Exercise aim:
Rescale the coordinates in the answers to the records below: write out every line again, requests included, with each coordinate multiplied by 0.25 and rounded to the nearest whole number, halves rounding up.

Data to process:

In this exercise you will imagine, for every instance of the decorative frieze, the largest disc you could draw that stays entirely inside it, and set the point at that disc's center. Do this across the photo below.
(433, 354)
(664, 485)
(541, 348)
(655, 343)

Complete answer:
In this exercise you will imagine, for every instance of the decorative frieze, the largest disc you could draw that stays entirely inside it, and set the point at that disc's center. Do this across the photo below.
(108, 89)
(166, 121)
(135, 87)
(164, 86)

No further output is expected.